-- PROBLEM DESCRIPTION --
Copy out, word for word, the lines from the one containing "Consider the photo above. For every instance of the crossed" through the end of the material, both ends included, and leave out any pictures.

A block of data:
↓
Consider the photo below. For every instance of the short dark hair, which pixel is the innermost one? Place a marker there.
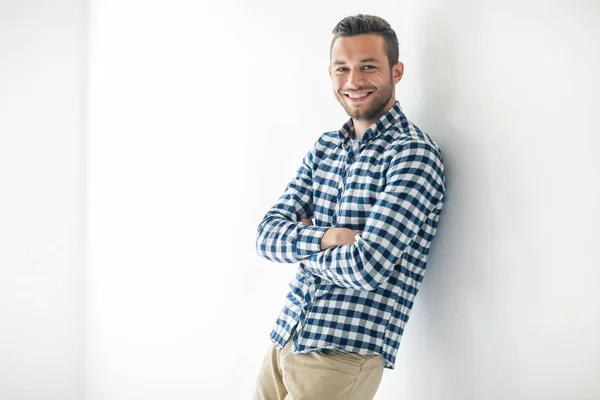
(362, 24)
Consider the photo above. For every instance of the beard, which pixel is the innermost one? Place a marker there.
(373, 112)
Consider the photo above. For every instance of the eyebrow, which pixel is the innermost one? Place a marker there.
(364, 60)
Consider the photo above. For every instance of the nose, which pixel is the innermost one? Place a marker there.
(355, 78)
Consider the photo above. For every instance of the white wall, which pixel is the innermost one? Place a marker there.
(42, 104)
(199, 115)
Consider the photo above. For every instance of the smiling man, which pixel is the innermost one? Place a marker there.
(359, 218)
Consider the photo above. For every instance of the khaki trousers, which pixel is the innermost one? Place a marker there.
(318, 375)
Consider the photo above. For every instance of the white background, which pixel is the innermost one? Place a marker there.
(142, 142)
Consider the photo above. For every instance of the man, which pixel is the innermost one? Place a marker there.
(375, 190)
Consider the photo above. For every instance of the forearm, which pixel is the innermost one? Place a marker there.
(284, 240)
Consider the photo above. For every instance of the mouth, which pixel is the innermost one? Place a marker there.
(357, 97)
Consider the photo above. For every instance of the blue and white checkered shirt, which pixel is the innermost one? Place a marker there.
(389, 186)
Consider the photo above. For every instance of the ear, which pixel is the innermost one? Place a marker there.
(397, 71)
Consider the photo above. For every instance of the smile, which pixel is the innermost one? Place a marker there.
(357, 97)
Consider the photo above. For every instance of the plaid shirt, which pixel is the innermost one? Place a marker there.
(389, 186)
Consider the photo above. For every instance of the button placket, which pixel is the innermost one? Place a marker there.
(342, 187)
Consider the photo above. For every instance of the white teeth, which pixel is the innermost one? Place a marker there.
(357, 96)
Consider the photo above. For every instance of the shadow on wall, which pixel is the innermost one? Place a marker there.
(459, 299)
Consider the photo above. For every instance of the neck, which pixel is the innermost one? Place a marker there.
(361, 126)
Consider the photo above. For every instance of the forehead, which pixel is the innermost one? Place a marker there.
(355, 48)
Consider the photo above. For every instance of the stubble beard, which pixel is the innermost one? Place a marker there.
(375, 111)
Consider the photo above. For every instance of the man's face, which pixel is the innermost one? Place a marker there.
(363, 82)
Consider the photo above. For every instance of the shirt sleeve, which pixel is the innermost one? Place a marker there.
(413, 193)
(280, 236)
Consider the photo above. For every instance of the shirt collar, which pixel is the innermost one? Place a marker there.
(347, 132)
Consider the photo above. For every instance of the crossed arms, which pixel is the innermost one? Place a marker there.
(414, 190)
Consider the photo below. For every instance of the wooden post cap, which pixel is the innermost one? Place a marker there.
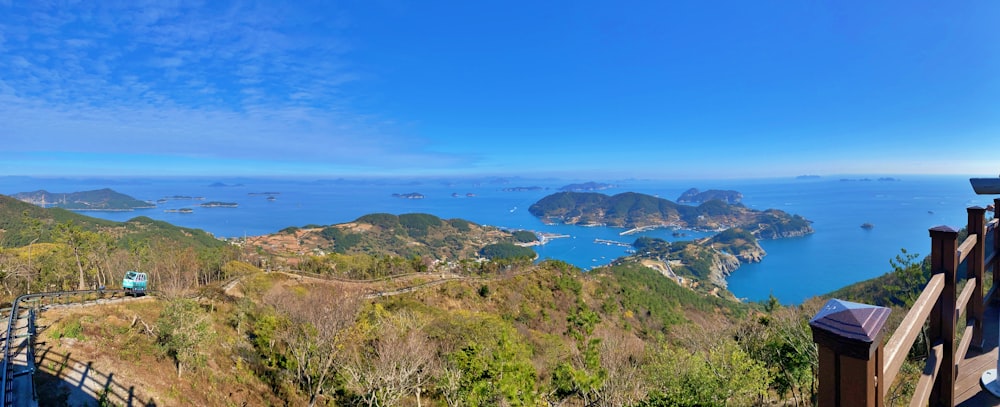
↑
-- WRITTEN SOLUTION --
Consider the photo above. For every instance of the crossed arms, which pixel is the innermost one? Place a marker there.
(414, 190)
Consider the photo below. For every instance of the wooden post cap, which pixel is the innermost one? Place a marker there.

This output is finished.